[Dataset entries]
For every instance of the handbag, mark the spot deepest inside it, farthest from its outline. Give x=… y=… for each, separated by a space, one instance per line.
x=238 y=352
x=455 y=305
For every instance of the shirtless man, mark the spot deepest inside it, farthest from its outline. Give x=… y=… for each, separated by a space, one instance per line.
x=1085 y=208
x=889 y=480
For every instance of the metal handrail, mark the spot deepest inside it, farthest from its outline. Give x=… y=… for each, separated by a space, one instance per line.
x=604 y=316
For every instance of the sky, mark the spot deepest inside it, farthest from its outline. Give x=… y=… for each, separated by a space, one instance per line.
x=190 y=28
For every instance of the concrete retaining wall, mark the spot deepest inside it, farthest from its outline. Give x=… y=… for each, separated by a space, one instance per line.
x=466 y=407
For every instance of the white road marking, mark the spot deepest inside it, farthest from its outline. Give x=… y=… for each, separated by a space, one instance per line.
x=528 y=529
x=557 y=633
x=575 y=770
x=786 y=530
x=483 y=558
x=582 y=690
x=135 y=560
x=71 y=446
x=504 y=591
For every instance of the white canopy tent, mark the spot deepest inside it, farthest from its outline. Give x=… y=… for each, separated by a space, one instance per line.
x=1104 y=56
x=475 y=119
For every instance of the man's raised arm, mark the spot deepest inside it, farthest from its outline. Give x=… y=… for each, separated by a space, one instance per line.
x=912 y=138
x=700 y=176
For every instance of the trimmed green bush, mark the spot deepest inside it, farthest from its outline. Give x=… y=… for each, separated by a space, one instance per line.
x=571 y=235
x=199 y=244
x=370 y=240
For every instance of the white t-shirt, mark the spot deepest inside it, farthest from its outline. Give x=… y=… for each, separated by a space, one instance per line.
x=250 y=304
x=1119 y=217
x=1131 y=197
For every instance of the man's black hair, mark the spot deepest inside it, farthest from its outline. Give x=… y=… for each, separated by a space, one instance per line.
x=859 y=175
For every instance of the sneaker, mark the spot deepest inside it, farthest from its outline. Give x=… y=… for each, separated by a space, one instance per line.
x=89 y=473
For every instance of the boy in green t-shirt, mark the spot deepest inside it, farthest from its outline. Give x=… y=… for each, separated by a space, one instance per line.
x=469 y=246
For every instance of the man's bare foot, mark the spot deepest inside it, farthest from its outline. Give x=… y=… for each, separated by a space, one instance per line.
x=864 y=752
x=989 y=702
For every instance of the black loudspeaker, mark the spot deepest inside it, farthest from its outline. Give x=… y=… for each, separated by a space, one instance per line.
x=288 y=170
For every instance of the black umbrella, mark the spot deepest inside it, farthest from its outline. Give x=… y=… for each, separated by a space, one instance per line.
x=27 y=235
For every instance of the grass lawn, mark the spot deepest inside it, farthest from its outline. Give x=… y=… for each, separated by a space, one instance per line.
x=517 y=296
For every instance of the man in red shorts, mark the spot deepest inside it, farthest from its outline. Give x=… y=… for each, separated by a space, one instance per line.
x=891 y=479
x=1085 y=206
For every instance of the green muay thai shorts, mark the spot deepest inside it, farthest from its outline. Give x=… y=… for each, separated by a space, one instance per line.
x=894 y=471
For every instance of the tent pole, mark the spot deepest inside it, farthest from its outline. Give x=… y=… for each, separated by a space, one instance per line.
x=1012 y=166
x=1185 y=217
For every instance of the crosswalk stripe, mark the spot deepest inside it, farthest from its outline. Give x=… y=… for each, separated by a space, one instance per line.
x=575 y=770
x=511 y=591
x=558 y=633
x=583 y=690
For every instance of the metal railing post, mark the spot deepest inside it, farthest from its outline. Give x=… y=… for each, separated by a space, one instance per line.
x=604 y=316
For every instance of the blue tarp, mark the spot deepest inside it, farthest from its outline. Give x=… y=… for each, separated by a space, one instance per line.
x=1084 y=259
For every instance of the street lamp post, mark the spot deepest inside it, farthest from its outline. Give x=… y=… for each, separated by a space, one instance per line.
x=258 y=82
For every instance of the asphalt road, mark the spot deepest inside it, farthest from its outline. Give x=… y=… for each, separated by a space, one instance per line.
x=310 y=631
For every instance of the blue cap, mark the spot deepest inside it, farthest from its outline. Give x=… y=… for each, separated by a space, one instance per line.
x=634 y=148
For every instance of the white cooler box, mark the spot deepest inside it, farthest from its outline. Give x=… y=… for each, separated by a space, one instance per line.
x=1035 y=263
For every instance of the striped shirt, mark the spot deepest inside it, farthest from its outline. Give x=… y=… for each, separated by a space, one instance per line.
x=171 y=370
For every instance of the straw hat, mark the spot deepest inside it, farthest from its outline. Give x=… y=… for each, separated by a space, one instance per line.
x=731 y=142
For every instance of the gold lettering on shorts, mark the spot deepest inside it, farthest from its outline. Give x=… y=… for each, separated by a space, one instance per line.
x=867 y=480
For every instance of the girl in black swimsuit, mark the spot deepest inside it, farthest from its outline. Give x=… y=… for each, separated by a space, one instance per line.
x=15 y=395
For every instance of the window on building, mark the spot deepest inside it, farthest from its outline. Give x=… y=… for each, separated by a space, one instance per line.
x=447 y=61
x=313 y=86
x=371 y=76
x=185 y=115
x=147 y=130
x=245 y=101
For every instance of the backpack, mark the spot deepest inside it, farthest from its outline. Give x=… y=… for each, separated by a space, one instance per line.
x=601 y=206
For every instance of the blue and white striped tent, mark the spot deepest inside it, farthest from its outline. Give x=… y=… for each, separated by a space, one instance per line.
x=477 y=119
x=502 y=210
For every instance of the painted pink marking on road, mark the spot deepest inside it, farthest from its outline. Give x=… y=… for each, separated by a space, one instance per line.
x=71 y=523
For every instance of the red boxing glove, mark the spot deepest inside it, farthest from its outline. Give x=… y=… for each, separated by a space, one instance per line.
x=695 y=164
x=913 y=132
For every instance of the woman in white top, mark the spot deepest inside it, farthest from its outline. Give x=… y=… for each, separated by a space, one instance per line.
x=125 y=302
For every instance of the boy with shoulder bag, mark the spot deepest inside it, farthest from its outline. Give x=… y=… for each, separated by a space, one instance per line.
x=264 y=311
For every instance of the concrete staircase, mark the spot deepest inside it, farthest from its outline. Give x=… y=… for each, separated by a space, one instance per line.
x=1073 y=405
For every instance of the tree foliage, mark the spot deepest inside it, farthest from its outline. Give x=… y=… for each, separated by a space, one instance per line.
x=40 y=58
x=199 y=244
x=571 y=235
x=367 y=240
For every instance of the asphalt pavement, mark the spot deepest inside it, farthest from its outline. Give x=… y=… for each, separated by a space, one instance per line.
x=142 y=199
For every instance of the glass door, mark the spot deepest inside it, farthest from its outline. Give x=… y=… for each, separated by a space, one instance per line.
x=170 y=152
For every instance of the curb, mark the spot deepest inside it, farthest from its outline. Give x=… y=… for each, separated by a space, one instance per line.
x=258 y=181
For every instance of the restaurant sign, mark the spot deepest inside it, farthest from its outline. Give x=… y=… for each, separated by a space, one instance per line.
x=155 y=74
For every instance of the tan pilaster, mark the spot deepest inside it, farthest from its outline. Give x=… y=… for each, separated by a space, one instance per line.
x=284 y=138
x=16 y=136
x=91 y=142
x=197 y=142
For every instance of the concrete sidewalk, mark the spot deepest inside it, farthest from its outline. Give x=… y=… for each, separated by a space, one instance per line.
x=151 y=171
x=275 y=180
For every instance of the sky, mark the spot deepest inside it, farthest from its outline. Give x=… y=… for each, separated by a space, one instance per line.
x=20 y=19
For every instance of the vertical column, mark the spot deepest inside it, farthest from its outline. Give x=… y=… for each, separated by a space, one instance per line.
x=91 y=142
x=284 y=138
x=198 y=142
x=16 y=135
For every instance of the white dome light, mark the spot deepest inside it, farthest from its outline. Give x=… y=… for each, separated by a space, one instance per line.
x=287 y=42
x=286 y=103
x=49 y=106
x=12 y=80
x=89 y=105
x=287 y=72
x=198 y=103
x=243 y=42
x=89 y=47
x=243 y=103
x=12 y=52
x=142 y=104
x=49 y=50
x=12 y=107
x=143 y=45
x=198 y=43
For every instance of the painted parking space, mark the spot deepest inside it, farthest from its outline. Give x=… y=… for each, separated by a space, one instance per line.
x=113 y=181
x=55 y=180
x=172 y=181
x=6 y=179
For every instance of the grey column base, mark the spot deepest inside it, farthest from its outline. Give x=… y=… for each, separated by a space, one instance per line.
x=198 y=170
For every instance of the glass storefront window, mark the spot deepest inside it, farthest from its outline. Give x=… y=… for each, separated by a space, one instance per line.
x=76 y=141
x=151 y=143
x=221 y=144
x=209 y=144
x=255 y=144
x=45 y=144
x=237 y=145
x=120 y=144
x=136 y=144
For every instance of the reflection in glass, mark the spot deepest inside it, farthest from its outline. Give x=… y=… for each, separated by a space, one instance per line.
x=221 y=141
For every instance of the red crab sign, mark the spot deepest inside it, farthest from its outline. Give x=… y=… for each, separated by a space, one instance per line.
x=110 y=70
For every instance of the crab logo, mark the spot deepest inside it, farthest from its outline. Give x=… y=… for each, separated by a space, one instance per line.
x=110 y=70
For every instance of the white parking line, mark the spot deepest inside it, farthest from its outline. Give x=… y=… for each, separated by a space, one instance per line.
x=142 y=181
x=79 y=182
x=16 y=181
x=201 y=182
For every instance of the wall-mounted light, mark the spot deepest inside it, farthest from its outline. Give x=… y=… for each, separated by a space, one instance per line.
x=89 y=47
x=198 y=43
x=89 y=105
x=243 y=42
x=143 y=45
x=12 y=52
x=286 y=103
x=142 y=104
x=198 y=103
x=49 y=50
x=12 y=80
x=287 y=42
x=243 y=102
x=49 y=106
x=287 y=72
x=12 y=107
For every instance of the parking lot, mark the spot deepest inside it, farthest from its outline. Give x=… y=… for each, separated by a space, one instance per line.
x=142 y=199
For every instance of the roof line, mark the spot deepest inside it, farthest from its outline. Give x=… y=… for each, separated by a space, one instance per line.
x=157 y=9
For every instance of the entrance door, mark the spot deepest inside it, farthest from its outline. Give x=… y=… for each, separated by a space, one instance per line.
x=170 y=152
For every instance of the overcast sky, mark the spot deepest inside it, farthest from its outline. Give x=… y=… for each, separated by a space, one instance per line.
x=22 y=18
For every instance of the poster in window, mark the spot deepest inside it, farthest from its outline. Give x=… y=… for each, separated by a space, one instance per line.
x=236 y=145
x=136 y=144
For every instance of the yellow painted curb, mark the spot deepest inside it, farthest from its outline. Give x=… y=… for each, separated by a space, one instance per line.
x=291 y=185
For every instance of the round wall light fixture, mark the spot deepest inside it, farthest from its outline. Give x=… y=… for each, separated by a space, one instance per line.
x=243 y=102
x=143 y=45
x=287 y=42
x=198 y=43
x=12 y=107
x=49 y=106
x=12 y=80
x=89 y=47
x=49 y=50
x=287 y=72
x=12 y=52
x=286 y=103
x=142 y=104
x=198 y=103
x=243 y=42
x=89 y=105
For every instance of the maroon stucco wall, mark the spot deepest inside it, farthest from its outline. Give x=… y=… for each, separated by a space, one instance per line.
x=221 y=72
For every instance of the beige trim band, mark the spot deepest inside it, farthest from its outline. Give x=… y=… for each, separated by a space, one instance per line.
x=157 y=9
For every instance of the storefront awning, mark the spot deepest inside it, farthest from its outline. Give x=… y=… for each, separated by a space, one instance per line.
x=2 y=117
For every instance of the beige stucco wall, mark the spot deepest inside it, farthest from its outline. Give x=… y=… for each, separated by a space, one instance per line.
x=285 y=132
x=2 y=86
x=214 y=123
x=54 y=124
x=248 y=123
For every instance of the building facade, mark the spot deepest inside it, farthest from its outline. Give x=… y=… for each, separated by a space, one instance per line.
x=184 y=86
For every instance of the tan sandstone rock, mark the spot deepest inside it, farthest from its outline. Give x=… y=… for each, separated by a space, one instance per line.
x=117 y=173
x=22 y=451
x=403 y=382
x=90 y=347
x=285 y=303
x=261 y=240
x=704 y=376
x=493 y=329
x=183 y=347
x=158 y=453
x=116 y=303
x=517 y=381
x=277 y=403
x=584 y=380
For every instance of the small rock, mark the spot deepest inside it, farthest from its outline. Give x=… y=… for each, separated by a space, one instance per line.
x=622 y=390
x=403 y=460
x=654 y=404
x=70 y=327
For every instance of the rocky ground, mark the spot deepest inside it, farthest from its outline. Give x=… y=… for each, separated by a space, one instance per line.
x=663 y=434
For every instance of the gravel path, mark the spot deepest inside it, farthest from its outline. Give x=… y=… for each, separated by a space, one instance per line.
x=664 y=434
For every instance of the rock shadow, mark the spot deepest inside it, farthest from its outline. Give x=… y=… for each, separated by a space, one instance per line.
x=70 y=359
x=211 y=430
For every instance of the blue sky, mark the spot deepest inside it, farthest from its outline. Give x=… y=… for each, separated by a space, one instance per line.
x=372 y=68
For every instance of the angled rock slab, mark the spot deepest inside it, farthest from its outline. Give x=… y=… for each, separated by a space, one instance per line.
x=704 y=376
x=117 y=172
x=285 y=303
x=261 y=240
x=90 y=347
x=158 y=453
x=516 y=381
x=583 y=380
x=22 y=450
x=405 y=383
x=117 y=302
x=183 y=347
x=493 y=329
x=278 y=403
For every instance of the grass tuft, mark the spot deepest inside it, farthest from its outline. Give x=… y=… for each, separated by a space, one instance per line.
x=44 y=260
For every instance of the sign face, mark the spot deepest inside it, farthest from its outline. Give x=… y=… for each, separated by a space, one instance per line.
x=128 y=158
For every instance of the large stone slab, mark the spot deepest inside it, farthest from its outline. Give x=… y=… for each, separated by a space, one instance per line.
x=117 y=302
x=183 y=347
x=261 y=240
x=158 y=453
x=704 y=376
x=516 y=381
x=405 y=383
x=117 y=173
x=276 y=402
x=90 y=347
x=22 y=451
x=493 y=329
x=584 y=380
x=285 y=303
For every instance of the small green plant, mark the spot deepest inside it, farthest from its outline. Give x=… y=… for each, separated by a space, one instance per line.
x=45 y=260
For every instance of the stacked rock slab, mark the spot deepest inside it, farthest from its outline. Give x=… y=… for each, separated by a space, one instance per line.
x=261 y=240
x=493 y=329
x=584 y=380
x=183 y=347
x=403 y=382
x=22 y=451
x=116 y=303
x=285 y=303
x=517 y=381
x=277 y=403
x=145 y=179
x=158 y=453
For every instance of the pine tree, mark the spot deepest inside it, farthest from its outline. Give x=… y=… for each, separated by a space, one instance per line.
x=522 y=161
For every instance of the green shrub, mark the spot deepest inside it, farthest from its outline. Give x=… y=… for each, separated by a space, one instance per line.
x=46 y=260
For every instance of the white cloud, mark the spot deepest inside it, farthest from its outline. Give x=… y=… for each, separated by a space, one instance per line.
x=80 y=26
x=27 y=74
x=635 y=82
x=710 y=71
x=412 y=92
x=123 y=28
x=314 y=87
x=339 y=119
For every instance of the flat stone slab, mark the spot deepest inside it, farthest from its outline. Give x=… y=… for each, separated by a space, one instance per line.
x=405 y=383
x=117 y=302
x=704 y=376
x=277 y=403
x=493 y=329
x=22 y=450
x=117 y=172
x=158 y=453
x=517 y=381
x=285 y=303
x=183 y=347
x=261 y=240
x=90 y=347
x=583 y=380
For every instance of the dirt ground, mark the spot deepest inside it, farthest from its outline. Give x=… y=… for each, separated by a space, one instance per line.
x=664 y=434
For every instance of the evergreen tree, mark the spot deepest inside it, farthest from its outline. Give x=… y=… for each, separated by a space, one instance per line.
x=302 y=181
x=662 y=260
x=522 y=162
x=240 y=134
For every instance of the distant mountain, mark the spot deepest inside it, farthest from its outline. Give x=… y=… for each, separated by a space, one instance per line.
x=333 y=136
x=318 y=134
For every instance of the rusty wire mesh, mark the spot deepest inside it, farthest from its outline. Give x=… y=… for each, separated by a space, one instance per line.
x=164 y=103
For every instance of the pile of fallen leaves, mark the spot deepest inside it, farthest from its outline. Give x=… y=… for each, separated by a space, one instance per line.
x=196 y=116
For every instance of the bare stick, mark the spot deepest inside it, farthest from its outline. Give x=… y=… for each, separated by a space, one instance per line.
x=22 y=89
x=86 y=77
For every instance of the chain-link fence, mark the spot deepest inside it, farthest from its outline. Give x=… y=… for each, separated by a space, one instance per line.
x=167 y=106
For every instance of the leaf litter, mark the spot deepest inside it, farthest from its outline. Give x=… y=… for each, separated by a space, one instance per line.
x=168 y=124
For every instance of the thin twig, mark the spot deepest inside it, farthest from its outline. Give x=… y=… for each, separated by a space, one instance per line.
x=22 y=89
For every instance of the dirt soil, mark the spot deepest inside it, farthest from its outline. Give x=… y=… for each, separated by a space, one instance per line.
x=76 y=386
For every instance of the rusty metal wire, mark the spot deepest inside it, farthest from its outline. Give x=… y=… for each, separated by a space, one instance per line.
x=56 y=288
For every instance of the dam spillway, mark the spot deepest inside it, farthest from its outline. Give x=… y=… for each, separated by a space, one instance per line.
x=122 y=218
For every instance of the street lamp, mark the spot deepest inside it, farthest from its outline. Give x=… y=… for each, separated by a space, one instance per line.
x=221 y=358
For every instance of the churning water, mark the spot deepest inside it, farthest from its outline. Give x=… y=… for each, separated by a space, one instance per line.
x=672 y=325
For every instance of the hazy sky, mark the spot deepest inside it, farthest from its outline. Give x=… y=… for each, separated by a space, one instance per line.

(TASK ITEM): Reproduce exactly the lines from the one with "For every instance of the street lamp, mark" through the end of the entries above, both ends included.

(FINISHED EXERCISE):
For every instance of the street lamp, mark the spot deepest inside it, farthest from its outline. Give x=… y=… for each, separated by a space, one instance per line.
x=221 y=358
For every instance of the churning water, mark the spot deepest inside it, farthest from its outline. Give x=… y=… for each, separated by a space, one instance per line.
x=672 y=325
For every instance of the hazy sky, mark the spot deepest inside it, farthest from its outline. Give x=… y=… for each, separated by a space, one instance per line.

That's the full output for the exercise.